[Work instruction]
Go through the entries below and pick out every line with "flight".

Records from a collection
BEGIN
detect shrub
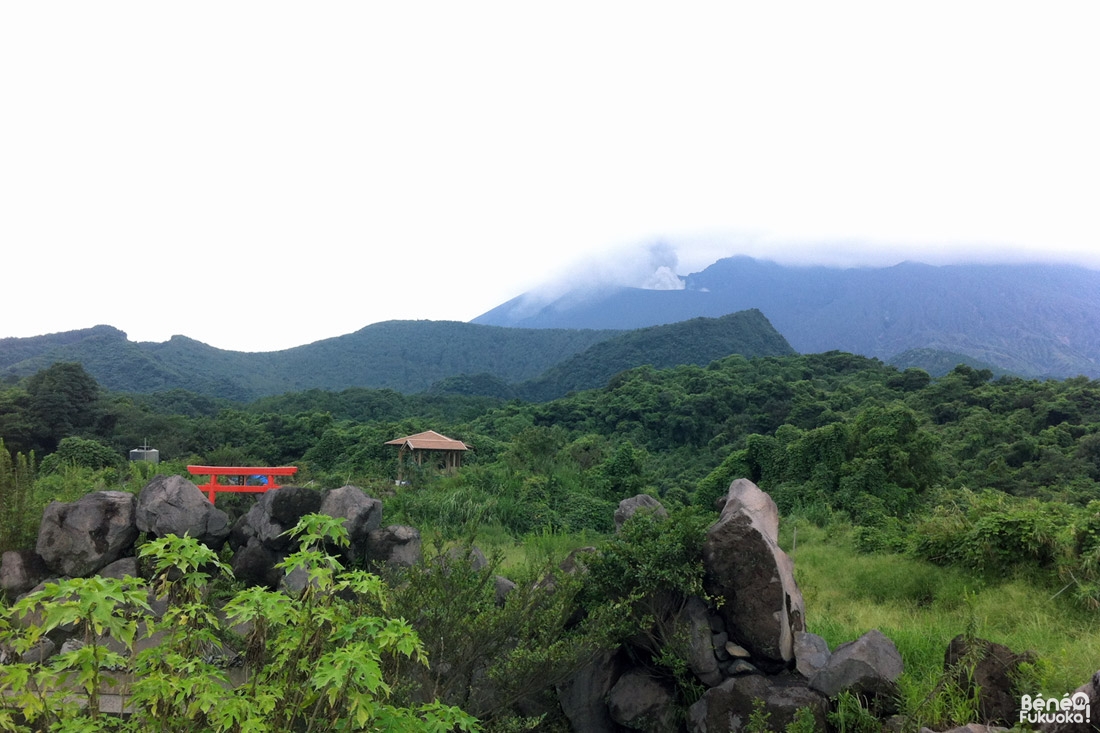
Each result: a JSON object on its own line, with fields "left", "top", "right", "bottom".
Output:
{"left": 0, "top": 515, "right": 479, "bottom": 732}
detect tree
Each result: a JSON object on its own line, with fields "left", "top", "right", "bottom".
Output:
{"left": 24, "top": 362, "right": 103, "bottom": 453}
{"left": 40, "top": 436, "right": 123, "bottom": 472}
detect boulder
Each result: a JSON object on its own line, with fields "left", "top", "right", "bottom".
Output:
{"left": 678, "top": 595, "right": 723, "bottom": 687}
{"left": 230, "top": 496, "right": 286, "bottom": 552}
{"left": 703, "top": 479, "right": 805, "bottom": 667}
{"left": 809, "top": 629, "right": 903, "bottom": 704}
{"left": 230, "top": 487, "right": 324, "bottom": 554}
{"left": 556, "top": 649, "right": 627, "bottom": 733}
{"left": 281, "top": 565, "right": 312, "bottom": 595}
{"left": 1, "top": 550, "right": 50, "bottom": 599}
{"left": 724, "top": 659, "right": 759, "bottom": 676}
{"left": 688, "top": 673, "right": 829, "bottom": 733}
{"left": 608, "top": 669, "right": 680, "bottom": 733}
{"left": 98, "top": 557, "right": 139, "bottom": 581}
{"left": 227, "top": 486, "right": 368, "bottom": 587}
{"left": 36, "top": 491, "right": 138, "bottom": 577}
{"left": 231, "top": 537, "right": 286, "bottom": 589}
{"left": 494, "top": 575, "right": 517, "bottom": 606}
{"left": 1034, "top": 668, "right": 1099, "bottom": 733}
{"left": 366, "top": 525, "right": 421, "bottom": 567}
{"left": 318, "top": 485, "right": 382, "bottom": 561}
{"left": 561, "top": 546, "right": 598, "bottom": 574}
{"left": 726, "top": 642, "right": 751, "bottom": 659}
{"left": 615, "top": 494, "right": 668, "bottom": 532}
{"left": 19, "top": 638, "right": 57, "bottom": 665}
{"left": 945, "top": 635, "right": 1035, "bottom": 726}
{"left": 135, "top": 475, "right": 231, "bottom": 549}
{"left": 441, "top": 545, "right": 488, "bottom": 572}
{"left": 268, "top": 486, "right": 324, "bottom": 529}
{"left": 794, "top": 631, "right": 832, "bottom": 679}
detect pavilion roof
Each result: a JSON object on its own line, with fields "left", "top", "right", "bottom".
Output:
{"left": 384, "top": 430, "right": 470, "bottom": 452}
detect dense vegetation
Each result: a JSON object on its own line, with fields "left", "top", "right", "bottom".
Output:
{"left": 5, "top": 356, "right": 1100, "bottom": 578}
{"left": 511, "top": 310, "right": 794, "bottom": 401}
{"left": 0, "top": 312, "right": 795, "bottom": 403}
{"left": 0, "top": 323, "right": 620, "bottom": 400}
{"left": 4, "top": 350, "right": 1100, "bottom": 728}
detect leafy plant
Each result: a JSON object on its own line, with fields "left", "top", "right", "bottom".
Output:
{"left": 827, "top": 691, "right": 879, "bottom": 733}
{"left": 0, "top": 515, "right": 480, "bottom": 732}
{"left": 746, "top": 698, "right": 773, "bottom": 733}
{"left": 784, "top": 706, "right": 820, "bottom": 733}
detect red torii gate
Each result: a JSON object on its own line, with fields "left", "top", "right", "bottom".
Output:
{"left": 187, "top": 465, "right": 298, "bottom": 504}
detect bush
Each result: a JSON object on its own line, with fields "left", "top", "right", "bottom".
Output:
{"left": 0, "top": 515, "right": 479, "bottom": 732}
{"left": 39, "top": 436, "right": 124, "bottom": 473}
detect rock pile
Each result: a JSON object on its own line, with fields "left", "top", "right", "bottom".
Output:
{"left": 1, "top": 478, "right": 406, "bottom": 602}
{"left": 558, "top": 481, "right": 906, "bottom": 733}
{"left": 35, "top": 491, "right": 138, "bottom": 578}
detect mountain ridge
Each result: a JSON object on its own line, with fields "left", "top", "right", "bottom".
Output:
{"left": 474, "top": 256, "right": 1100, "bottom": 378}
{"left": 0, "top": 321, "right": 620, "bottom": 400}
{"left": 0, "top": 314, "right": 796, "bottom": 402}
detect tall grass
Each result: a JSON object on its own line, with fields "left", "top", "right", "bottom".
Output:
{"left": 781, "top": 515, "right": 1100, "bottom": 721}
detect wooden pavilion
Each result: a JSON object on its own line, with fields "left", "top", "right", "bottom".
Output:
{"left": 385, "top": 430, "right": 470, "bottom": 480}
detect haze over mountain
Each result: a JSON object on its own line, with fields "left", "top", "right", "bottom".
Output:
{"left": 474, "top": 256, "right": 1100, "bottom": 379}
END
BEGIN
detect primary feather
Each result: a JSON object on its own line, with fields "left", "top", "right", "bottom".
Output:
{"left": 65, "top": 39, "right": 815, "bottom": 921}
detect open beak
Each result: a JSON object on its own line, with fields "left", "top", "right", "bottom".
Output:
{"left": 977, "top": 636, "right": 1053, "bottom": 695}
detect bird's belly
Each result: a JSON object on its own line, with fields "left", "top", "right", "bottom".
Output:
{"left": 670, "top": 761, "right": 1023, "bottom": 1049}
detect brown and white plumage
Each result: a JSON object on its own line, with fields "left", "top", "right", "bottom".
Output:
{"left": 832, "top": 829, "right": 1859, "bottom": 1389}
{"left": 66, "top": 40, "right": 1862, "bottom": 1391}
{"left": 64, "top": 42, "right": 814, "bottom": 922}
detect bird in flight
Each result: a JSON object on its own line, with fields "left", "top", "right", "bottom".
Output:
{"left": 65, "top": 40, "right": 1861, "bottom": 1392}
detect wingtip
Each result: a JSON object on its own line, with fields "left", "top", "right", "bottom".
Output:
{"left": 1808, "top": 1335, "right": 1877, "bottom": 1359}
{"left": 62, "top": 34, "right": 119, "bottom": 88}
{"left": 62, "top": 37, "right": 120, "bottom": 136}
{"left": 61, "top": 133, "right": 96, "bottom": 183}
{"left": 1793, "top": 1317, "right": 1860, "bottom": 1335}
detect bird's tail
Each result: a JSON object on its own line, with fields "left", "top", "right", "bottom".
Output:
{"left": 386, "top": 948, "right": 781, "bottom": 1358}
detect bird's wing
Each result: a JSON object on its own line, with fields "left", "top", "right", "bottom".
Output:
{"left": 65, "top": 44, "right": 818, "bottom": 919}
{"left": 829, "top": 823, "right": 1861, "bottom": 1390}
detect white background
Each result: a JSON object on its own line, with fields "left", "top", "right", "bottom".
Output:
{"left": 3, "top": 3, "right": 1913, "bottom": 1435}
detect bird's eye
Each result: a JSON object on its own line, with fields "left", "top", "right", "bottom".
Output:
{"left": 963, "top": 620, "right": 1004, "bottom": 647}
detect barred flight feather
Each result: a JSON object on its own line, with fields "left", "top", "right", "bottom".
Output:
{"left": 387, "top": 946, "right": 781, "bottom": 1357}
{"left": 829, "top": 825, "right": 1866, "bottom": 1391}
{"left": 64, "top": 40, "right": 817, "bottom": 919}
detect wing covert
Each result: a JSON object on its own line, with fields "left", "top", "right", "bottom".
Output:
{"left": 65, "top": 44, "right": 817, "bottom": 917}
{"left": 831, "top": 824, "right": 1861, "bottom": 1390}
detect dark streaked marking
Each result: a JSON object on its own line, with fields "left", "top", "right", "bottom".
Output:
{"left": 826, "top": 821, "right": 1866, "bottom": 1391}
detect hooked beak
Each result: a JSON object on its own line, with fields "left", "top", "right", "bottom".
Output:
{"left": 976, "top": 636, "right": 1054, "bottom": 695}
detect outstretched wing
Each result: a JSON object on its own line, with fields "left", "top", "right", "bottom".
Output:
END
BEGIN
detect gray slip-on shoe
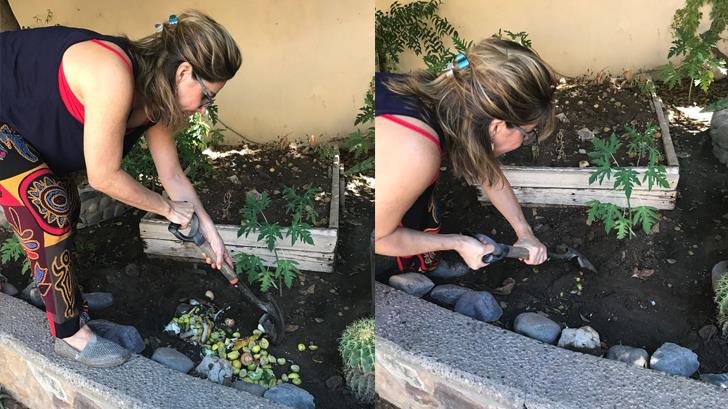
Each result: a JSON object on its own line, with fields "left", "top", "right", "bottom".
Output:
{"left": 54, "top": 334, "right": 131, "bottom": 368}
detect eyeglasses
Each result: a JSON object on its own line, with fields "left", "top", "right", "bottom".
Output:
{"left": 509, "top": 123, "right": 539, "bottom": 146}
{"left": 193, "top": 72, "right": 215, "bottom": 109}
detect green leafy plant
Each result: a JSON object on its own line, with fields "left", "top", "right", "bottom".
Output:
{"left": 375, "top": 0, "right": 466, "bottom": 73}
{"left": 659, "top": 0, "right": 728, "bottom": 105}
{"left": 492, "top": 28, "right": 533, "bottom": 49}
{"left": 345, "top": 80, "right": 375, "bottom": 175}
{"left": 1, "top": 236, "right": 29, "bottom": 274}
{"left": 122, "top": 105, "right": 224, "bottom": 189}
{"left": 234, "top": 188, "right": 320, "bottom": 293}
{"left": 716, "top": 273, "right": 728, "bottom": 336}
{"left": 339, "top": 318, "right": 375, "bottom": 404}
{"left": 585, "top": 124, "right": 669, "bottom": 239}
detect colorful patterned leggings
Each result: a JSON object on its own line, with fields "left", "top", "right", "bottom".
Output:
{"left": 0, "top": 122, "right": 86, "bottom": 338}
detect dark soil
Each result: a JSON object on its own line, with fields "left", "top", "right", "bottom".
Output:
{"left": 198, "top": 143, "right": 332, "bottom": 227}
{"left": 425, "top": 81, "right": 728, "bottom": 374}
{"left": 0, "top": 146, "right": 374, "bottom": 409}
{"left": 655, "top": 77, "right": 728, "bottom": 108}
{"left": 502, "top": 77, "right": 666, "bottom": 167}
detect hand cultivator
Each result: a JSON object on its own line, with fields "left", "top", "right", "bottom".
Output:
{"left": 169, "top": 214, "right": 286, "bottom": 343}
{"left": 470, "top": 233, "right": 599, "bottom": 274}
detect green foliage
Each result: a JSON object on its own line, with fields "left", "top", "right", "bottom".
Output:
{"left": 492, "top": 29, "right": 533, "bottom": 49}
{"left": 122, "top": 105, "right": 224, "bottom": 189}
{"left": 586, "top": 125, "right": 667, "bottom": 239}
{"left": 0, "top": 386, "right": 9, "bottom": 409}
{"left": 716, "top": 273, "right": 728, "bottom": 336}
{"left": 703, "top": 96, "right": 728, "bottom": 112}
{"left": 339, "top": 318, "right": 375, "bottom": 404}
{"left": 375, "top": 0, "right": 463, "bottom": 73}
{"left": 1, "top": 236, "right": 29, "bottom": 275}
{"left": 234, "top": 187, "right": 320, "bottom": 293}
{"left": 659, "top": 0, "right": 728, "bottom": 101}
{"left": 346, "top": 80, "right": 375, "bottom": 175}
END
[Result for this task]
detect bird in flight
detect barred flight feather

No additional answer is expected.